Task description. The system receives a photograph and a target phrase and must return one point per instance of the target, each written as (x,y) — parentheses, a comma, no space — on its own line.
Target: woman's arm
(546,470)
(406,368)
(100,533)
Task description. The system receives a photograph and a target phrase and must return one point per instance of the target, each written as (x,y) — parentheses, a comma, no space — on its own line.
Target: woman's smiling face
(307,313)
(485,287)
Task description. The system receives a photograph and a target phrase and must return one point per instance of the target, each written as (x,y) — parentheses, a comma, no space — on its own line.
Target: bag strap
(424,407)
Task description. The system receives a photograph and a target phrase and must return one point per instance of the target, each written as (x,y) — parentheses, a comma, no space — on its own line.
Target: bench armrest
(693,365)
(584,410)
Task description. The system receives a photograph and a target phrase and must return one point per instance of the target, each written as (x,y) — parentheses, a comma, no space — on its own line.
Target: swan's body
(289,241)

Goal of the exercise:
Repeat the material above in full, keeping every word.

Worked answer:
Task description. The system receives a photograph and a target phrase and must return one point per instance of the target, each written as (x,y) — parentheses, a comma, no space — on its own line.
Target: woman's arm
(546,470)
(406,368)
(100,533)
Task description. The system receives a photograph and a target phrase and must return one point per instance of the target, each written as (x,y) — parentheses, a comma, no space — on its own line.
Target: woman's smiling face
(307,313)
(485,287)
Task description. The system receives a photograph and a target phrase and must return one point per instance of the target, each written as (x,y) — parentheses, a comma, no space — on its own line.
Target: bag strap
(424,407)
Task description. The system receives a photograph and a target phrase and must return one point per instance of the target, each written as (x,y) — parentheses, a comma, no space — on its own line.
Target: bench armrest
(693,365)
(584,410)
Task description. The system receives a photograph and a target phrase and must return one point per instance of the target, each written as (x,y) — parentheses, a comma, no space — on its own line.
Target: swan's body
(289,241)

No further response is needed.